> _Extrait choisi_:
----------------------------------------

Guerre en Ukraine : La bataille invisible de l'Ukraine pour brouiller les armes russes

La bataille invisible de l'Ukraine pour brouiller les armes russes La bataille invisible de l'Ukraine pour brouiller les armes russes

Au début de l'invasion de l'Ukraine, les experts ont été surpris par la piètre performance des unités de guerre électronique de l'armée russe. Mais près de dix-huit mois plus tard, elles posent de sérieux problèmes à la contre-offensive ukrainienne.

"Utilisez des balles uniques", murmure un soldat ukrainien caché derrière un mur situé près de la ligne de front orientale. "De cette façon, nous pourrons tenir jusqu'au matin [s'ils se rapprochent]."

----------------------------------------

> _Données fournies_:
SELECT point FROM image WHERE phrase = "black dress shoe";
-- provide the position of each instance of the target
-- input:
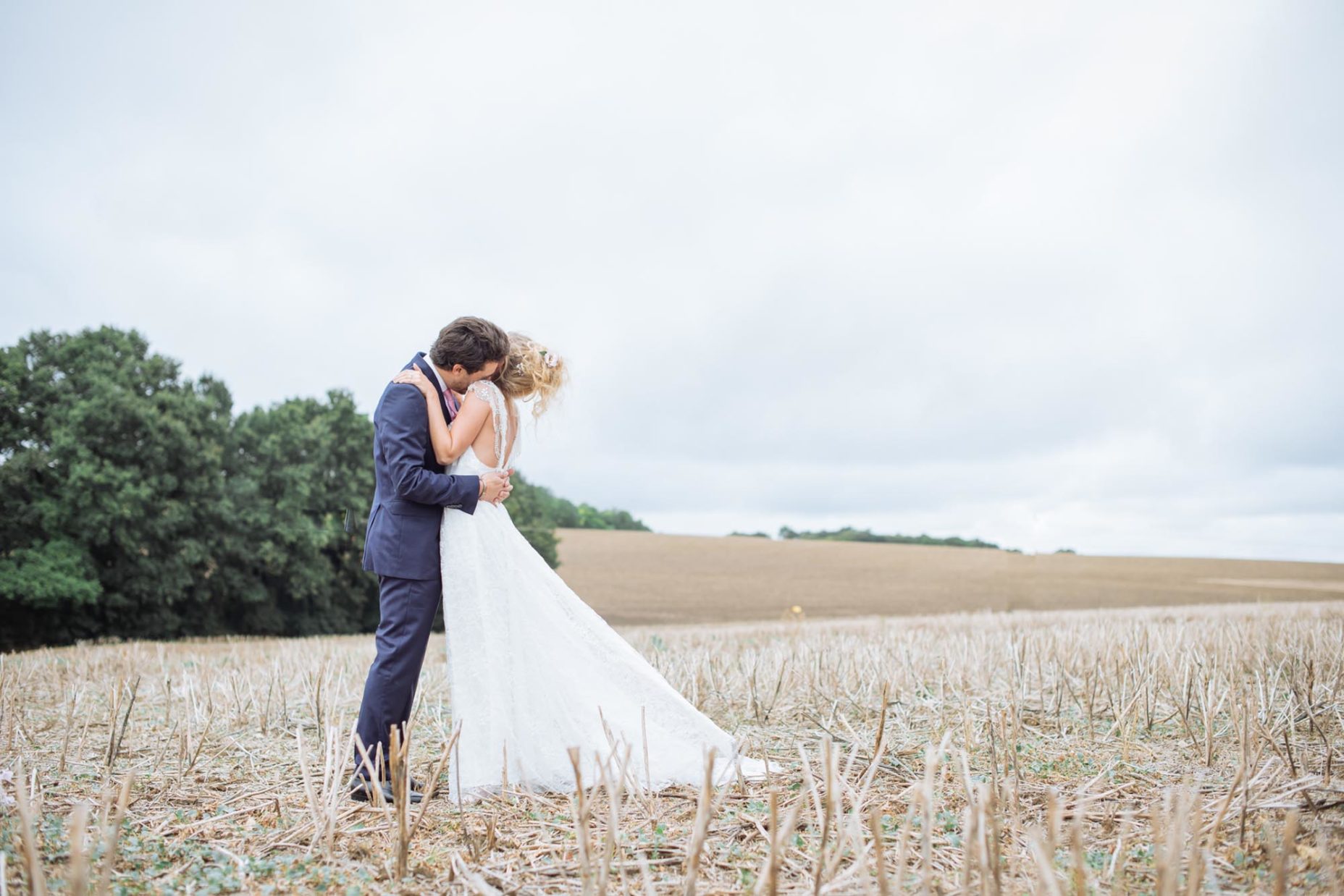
(362, 792)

----------------------------------------

Poursuivez l'extrait consacré au brouillage des armes russes en Ukraine, à partir de sa dernière phrase.

> _Réponse au problème_:
L'indicatif du soldat est Alain Delon, comme la célèbre star du cinéma français des années 1970. Comme dans un film d'espionnage, il fait partie d'une équipe légèrement armée d'officiers de renseignement électronique, une cible prioritaire pour l'armée russe.

Alain craint que les troupes russes n'aient repéré leur antenne et ne se dirigent vers leur base. Il décide de changer de position. La clé de la guerre électronique est d'être invisible pour l'ennemi.

Leur travail consiste à détecter les signaux électroniques émis par toutes sortes d'armes russes, notamment les drones, les systèmes de défense aérienne, les brouilleurs, l'artillerie et les lance-roquettes multiples. Ils déterminent l'origine des signaux et le type d'arme, puis transmettent les coordonnées à d'autres unités chargées de détruire la cible.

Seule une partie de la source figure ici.